What is required: Report only the number of lines in the data below that contain the string "grass".

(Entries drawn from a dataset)
+ + + + +
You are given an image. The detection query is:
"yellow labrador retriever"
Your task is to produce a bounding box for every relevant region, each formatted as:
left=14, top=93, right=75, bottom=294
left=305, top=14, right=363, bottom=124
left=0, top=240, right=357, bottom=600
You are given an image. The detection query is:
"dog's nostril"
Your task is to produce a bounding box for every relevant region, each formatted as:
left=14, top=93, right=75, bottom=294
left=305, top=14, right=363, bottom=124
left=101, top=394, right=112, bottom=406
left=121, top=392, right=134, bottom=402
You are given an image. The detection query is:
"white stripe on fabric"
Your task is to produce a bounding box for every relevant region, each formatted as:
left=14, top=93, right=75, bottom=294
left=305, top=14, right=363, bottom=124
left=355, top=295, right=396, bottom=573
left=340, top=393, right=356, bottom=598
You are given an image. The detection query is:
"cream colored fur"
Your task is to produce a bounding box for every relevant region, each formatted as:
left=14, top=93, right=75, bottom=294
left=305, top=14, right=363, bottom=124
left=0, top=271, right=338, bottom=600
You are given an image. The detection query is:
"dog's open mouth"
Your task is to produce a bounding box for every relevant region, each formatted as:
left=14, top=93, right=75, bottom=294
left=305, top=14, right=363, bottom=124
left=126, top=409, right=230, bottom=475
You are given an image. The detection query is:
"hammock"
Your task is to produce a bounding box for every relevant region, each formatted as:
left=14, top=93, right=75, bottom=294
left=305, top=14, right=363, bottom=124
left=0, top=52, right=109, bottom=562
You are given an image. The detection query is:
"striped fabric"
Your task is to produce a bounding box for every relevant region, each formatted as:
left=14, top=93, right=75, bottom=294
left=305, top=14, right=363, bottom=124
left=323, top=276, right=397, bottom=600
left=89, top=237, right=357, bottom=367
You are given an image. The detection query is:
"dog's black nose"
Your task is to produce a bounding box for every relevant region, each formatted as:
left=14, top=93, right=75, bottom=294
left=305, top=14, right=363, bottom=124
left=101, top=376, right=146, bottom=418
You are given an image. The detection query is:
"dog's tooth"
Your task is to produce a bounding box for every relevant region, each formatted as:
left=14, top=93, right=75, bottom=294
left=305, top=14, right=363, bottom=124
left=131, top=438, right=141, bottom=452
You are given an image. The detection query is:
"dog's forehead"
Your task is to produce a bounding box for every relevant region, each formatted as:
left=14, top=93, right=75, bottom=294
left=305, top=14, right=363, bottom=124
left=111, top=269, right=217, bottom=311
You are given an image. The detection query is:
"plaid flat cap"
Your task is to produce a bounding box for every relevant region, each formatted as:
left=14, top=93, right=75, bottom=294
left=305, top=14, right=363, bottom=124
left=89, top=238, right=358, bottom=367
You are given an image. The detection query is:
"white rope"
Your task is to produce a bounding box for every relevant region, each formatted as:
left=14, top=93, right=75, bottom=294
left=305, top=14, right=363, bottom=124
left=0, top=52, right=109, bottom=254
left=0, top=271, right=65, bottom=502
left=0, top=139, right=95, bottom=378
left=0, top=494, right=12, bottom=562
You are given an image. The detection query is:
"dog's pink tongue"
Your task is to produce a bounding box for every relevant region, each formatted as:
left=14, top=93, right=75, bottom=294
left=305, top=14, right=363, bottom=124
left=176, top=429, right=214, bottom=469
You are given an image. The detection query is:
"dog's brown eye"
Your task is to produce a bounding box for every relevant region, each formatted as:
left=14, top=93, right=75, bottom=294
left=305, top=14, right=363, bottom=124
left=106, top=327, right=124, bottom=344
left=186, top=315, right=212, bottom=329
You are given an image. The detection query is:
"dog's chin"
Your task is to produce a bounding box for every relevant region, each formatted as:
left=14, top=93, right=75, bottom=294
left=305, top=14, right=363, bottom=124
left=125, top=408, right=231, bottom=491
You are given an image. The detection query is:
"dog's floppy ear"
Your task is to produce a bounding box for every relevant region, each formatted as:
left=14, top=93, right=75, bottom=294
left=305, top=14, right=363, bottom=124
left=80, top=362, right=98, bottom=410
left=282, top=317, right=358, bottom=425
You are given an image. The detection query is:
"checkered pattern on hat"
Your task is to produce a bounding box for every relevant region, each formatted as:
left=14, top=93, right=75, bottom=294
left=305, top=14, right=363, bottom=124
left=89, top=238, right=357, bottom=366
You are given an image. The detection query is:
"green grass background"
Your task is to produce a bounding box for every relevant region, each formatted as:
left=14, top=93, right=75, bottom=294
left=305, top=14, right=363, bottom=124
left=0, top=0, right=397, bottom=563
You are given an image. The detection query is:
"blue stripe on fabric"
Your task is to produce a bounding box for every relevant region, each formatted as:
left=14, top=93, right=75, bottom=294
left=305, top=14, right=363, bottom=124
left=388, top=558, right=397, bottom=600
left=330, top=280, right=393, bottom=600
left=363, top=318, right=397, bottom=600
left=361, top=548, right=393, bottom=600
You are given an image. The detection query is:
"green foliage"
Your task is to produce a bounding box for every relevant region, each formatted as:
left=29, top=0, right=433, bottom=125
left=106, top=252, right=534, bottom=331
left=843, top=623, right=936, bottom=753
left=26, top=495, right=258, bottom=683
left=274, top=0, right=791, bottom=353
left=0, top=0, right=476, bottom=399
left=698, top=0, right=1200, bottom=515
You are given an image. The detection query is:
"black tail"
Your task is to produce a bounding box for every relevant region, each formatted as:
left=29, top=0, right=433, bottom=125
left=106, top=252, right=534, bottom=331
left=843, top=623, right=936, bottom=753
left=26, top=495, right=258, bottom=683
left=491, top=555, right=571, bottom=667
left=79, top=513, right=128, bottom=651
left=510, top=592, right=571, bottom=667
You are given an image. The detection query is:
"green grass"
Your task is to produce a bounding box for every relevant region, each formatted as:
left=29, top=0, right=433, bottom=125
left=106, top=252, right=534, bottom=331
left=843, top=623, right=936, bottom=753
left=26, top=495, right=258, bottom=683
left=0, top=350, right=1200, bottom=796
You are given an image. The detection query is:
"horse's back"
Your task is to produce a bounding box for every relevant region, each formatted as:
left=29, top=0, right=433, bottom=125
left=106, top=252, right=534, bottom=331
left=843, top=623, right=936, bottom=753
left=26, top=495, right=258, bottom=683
+ + + + +
Exercise result: 2